[WHAT YOU WILL DO] Copy out, line for line, the records from the line containing "Each instance receives one keypoint. Mark the blue plastic" through the end of the records, with both ends included. Leave the pictures out of your answer.

[GIVEN RECORDS]
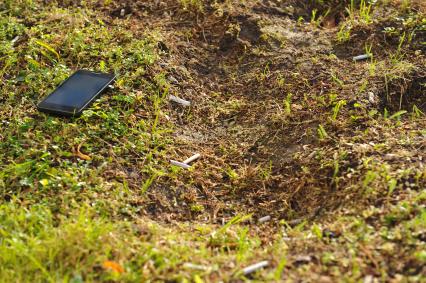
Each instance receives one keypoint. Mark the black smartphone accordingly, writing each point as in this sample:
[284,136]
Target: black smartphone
[76,93]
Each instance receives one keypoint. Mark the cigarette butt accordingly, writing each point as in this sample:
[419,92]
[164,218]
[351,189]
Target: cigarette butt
[264,219]
[195,266]
[255,267]
[192,158]
[15,39]
[180,100]
[180,164]
[362,57]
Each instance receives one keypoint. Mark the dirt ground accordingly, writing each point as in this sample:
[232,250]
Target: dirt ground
[238,63]
[287,123]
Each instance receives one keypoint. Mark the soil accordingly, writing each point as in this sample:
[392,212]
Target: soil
[238,65]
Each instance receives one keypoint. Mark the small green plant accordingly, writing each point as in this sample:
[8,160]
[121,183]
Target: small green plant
[336,109]
[344,33]
[322,133]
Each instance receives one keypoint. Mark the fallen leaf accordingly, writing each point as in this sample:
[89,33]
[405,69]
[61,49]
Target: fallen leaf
[111,265]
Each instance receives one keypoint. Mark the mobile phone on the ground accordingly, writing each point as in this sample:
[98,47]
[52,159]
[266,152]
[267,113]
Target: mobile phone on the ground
[76,93]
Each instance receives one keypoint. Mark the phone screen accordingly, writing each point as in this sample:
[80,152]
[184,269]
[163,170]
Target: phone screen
[78,90]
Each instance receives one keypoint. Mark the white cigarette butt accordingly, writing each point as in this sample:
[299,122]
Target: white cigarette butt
[180,164]
[195,266]
[192,158]
[361,57]
[15,39]
[180,100]
[264,219]
[255,267]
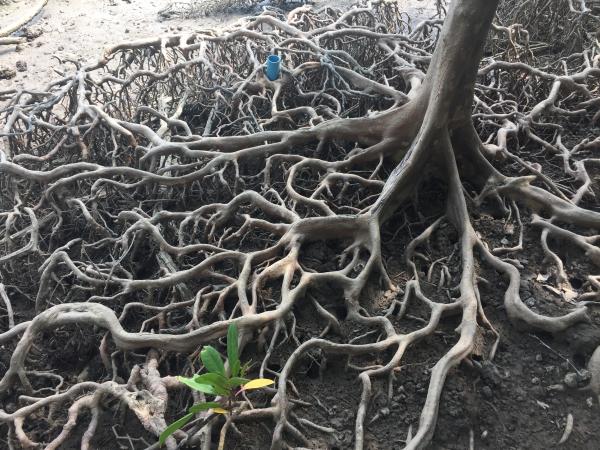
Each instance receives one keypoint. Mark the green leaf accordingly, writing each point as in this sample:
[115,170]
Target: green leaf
[218,382]
[232,350]
[206,388]
[236,381]
[212,360]
[198,407]
[174,427]
[245,368]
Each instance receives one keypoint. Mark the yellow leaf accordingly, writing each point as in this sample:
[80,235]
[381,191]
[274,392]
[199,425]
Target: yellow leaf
[257,384]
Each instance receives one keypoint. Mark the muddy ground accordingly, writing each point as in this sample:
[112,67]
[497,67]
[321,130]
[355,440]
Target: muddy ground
[522,403]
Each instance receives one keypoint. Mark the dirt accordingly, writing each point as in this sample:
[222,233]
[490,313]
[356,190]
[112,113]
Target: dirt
[520,402]
[79,30]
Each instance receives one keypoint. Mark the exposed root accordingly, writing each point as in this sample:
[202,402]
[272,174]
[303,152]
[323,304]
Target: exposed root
[170,189]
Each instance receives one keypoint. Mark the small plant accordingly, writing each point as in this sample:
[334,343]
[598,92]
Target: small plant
[227,384]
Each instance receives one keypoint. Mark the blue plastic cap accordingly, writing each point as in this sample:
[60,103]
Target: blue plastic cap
[273,68]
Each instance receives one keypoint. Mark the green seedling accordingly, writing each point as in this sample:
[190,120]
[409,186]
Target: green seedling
[226,384]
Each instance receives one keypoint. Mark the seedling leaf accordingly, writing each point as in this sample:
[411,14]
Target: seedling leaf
[212,360]
[257,383]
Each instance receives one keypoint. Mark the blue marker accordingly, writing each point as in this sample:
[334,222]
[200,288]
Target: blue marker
[273,67]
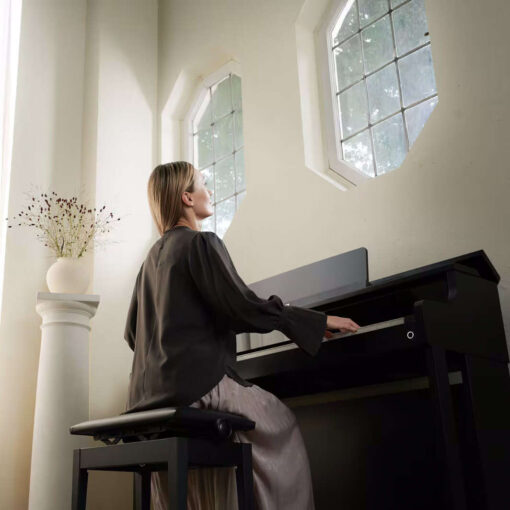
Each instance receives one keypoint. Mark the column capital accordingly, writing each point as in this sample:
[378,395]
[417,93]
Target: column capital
[76,309]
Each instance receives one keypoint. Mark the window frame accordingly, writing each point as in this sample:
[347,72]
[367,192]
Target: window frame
[329,105]
[231,67]
[330,112]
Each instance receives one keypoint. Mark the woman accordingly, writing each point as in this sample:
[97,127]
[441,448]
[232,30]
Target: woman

[EXERCISE RESULT]
Each instance receives one keypoint. Mark the blue plastic cap accordingly, writing each point as in this sample:
[60,103]
Target: blue plastic cap
[273,68]
Each instance receives one keypoint. Mark the green seedling accordingly, writing each point as in this sample:
[190,120]
[409,186]
Target: green seedling
[226,384]
Each instance receives one keypoint. Mark the seedling leaf accordingly, writing each point as in this sample:
[411,14]
Target: seedling leaf
[212,360]
[257,383]
Each instance receives one keypoint. Mark the blue marker accordingly, writing each point as in this sample:
[334,222]
[200,288]
Target: blue marker
[273,67]
Each instance receives one keypoint. Mark the column capital accordingly, writing each point as in this sample:
[378,395]
[417,93]
Target: column capital
[76,309]
Each instance receives one keypoint. Mark the window frame accordingly, writing each point as in this sample:
[347,72]
[367,192]
Target: window frame
[329,105]
[231,67]
[330,112]
Each instance receives one keypoint. Mark the woman accordingly, writing each point as in this sample:
[97,127]
[441,448]
[232,30]
Target: woman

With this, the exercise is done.